Text ▸
Guy Paul Joseph Sparrow (born November 2, 1932), nicknamed "The Bird", is a former American National Basketball Association player. He was drafted in 1955 with the fifth pick in the third round by the New York Knicks. In his first season with the Knicks, Guy averaged 11.1 points and 6.4 rebounds per game. During his second NBA season, Guy was traded to the Philadelphia Warriors for Jack George. In his second season, Guy averaged 5.0 points and 3.6 rebounds per game. In Guy's final NBA season, he averaged 2.7 points per game and 2.1 rebounds a game for the Warriors.

Early life
Due to a rheumatic ailment at around age 13, Sparrow's legs were disabled. His parents had to carry him to and from school. He walked on braces when he entered Pontiac High School in Pontiac, Michigan. He was able to recover and play for the basketball team. He later played on the basketball team of the University of Detroit.

Material provided ▸
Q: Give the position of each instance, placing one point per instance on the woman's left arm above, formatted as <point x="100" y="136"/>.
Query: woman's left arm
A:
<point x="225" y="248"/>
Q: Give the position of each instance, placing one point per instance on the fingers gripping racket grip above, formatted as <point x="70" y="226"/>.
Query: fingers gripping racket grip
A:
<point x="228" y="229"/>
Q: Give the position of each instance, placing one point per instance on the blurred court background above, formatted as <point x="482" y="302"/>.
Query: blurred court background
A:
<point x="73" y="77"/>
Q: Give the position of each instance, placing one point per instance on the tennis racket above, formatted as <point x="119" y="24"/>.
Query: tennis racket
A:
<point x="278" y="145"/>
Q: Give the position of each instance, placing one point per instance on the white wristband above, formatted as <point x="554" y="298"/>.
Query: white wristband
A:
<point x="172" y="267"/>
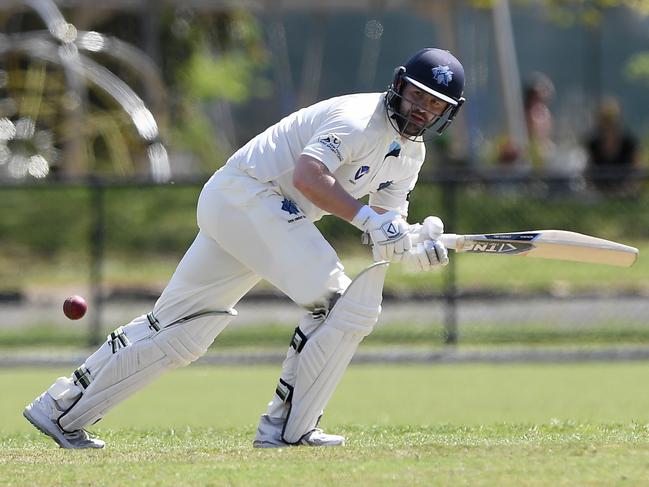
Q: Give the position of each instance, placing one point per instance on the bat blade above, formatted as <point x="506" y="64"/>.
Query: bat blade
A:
<point x="546" y="244"/>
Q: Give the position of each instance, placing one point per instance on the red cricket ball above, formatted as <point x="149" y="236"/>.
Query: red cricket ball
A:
<point x="75" y="307"/>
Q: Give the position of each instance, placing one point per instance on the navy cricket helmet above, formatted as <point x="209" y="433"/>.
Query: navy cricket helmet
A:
<point x="436" y="72"/>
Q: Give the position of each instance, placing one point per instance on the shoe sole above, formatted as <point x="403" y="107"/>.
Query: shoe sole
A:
<point x="43" y="425"/>
<point x="266" y="444"/>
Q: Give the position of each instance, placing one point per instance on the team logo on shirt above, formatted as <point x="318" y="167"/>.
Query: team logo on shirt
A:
<point x="394" y="150"/>
<point x="291" y="208"/>
<point x="331" y="142"/>
<point x="362" y="171"/>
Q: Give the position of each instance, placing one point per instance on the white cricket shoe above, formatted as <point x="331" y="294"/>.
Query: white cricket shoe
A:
<point x="43" y="413"/>
<point x="269" y="435"/>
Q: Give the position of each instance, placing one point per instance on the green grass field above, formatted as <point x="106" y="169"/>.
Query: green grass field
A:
<point x="541" y="425"/>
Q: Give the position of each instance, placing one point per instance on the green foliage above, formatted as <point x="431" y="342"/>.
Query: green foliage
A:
<point x="637" y="68"/>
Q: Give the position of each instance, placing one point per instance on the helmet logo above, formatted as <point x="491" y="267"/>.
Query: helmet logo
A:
<point x="442" y="75"/>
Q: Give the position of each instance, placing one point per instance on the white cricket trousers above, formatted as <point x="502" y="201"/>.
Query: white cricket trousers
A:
<point x="247" y="233"/>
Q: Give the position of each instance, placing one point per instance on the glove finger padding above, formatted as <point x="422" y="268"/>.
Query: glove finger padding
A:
<point x="433" y="227"/>
<point x="426" y="255"/>
<point x="391" y="237"/>
<point x="437" y="249"/>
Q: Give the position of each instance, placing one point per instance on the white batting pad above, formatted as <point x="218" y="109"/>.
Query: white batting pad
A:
<point x="113" y="373"/>
<point x="327" y="353"/>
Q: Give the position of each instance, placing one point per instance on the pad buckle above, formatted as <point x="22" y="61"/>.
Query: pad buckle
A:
<point x="284" y="391"/>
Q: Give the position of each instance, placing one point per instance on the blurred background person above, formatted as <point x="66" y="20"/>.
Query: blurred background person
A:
<point x="612" y="149"/>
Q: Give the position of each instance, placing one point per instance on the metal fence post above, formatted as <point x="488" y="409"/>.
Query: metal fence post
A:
<point x="449" y="202"/>
<point x="97" y="241"/>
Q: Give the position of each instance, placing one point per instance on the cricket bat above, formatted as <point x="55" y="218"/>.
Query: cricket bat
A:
<point x="545" y="244"/>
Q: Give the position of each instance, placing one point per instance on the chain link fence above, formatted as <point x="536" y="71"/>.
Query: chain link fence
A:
<point x="118" y="243"/>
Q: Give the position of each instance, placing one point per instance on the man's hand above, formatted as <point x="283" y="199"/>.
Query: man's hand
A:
<point x="425" y="255"/>
<point x="431" y="229"/>
<point x="388" y="232"/>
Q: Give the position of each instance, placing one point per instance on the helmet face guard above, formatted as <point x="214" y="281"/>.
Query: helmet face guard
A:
<point x="435" y="72"/>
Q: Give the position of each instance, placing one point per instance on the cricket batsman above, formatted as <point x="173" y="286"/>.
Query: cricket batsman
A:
<point x="256" y="221"/>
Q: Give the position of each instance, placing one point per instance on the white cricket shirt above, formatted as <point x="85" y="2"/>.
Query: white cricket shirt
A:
<point x="352" y="136"/>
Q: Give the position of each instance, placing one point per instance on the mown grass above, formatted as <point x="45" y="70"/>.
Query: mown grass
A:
<point x="530" y="425"/>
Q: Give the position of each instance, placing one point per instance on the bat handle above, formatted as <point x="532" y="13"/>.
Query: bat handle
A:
<point x="451" y="241"/>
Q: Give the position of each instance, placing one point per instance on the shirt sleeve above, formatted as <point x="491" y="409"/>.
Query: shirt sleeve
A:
<point x="333" y="142"/>
<point x="395" y="196"/>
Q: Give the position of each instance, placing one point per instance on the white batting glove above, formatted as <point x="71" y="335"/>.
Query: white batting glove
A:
<point x="388" y="232"/>
<point x="425" y="256"/>
<point x="432" y="229"/>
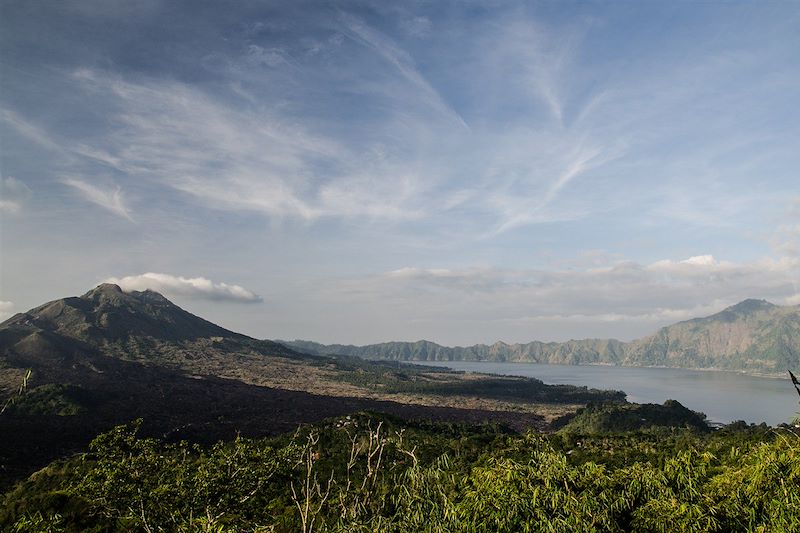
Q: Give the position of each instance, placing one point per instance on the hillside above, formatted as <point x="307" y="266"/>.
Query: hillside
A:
<point x="752" y="336"/>
<point x="108" y="357"/>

Written request 1 ▸
Answer these from the Guy Sparrow text:
(a) Which team drafted Sparrow, and in what year?
(b) For whom was he traded to the Philadelphia Warriors?
(c) Which high school did he enter on braces?
Written request 2 ▸
Reproduce the passage of the Guy Sparrow text that begins at the words "Guy Paul Joseph" and stops after "for the Warriors.".
Answer from the Guy Sparrow text only; the rows are not needed.

Answer 1 ▸
(a) The New York Knicks, in 1955.
(b) Jack George.
(c) Pontiac High School in Pontiac, Michigan.

Answer 2 ▸
Guy Paul Joseph Sparrow (born November 2, 1932), nicknamed "The Bird", is a former American National Basketball Association player. He was drafted in 1955 with the fifth pick in the third round by the New York Knicks. In his first season with the Knicks, Guy averaged 11.1 points and 6.4 rebounds per game. During his second NBA season, Guy was traded to the Philadelphia Warriors for Jack George. In his second season, Guy averaged 5.0 points and 3.6 rebounds per game. In Guy's final NBA season, he averaged 2.7 points per game and 2.1 rebounds a game for the Warriors.